→ **TEXTABSCHNITT**:
*****

Internationaler Flüchtlingstag: „Aufnahme nicht nur im Süden“

Die Feierlichkeiten zum Internationalen
Flüchtlingstag, dem 20. Juni, finden in diesem Jahr zu einer besonderen Zeit
für unser Land statt: 50.000 Menschen sind vom 1. Januar bis heute an den
Küsten Siziliens an Land gegangen. Die Operation Mare Nostrum hat Flüchtlinge
aus vielen Ländern der Welt und von unterschiedlichen Kontinenten im Mittelmeer
aufgegriffen und bis zu den Häfen gebracht.

Die Häfen und Städte Siziliens haben Italien zur
Aufnahme der Flüchtlinge angehalten, die in Italien und Europa ankommen. 50.000
Menschen und Familien ließen – trotz verhaltener und überschaubarer Zahlen für
ein Land mit 8.000 Kommunen und 60 Millionen Einwohnern – den Mangel eines
geregelten nationalen Aufnahmesystems für Menschen Familien, und nicht begleitete
Minderjährige zutage treten. Ebenso zeigte sich das Fehlen gemeinsamer
Richtlinien für den Ablauf der Eingliederung der Flüchtlinge mithilfe der
dazugehörigen finanziellen Mittel.

*****

→ **AUSZÜGE AUS DATENSÄTZEN**:
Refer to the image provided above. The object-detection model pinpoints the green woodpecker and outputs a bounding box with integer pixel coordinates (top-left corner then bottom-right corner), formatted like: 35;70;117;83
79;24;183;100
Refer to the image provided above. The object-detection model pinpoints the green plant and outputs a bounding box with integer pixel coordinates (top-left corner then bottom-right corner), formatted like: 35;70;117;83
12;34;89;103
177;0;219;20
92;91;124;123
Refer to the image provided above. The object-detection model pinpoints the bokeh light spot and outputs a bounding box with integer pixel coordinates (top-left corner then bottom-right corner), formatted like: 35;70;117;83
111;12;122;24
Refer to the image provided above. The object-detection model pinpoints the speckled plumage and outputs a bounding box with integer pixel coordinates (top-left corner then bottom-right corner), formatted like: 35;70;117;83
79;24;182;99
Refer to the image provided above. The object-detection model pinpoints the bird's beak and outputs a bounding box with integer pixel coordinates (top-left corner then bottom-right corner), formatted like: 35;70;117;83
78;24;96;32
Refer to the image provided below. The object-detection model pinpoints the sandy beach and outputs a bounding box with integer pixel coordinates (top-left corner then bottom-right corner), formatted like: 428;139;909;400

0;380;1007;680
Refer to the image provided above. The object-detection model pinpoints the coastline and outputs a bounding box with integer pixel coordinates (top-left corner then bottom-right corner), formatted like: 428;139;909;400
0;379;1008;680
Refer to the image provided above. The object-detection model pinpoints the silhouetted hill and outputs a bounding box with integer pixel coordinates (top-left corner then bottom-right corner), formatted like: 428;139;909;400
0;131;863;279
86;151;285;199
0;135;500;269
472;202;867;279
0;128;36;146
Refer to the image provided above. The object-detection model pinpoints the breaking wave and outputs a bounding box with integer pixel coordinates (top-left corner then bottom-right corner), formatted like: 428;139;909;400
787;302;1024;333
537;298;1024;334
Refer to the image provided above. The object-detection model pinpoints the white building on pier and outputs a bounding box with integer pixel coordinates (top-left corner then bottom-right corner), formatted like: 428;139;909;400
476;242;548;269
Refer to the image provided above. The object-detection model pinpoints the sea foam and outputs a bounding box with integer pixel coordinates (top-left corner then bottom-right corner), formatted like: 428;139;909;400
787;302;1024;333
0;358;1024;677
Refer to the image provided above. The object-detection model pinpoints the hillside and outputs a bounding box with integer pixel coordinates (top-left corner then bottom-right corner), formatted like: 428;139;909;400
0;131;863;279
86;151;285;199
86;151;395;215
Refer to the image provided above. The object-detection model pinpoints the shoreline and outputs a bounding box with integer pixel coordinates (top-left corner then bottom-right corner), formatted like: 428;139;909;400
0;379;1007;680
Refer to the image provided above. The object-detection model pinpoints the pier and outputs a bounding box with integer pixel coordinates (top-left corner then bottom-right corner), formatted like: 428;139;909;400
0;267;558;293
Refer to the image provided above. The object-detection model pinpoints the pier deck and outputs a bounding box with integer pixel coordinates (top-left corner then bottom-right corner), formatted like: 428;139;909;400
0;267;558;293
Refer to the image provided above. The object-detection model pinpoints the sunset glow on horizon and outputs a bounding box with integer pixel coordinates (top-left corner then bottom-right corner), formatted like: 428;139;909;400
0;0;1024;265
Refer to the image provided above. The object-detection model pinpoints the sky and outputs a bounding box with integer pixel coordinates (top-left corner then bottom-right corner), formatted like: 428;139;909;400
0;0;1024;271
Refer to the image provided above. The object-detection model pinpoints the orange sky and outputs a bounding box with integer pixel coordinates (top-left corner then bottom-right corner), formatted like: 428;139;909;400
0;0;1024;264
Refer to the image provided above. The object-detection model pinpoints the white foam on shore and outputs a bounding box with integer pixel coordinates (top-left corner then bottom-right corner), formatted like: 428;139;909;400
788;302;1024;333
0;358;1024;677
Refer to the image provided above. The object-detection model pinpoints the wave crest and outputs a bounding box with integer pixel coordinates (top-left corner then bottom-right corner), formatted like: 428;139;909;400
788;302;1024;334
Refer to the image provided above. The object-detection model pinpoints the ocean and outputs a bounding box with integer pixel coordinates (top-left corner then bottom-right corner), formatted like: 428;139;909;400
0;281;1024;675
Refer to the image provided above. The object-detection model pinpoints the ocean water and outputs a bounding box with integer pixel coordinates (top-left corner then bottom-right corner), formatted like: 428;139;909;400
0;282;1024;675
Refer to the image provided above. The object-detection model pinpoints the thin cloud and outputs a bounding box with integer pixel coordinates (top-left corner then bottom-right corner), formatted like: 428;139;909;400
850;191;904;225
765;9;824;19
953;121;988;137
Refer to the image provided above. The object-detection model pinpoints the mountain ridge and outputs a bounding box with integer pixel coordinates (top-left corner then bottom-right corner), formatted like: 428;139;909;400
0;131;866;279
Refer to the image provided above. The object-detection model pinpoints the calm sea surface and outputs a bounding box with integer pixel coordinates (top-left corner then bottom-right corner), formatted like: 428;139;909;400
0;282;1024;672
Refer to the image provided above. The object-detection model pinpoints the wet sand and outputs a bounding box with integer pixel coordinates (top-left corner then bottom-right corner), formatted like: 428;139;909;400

*****

→ **AUFTRAG**: Gib den Text zum Internationalen Flüchtlingstag oben vollständig und wortgetreu wieder.

→ **DAS ERGEBNIS**:
Internationaler Flüchtlingstag: „Aufnahme nicht nur im Süden“

Die Feierlichkeiten zum Internationalen
Flüchtlingstag, dem 20. Juni, finden in diesem Jahr zu einer besonderen Zeit
für unser Land statt: 50.000 Menschen sind vom 1. Januar bis heute an den
Küsten Siziliens an Land gegangen. Die Operation Mare Nostrum hat Flüchtlinge
aus vielen Ländern der Welt und von unterschiedlichen Kontinenten im Mittelmeer
aufgegriffen und bis zu den Häfen gebracht.

Die Häfen und Städte Siziliens haben Italien zur
Aufnahme der Flüchtlinge angehalten, die in Italien und Europa ankommen. 50.000
Menschen und Familien ließen – trotz verhaltener und überschaubarer Zahlen für
ein Land mit 8.000 Kommunen und 60 Millionen Einwohnern – den Mangel eines
geregelten nationalen Aufnahmesystems für Menschen Familien, und nicht begleitete
Minderjährige zutage treten. Ebenso zeigte sich das Fehlen gemeinsamer
Richtlinien für den Ablauf der Eingliederung der Flüchtlinge mithilfe der
dazugehörigen finanziellen Mittel.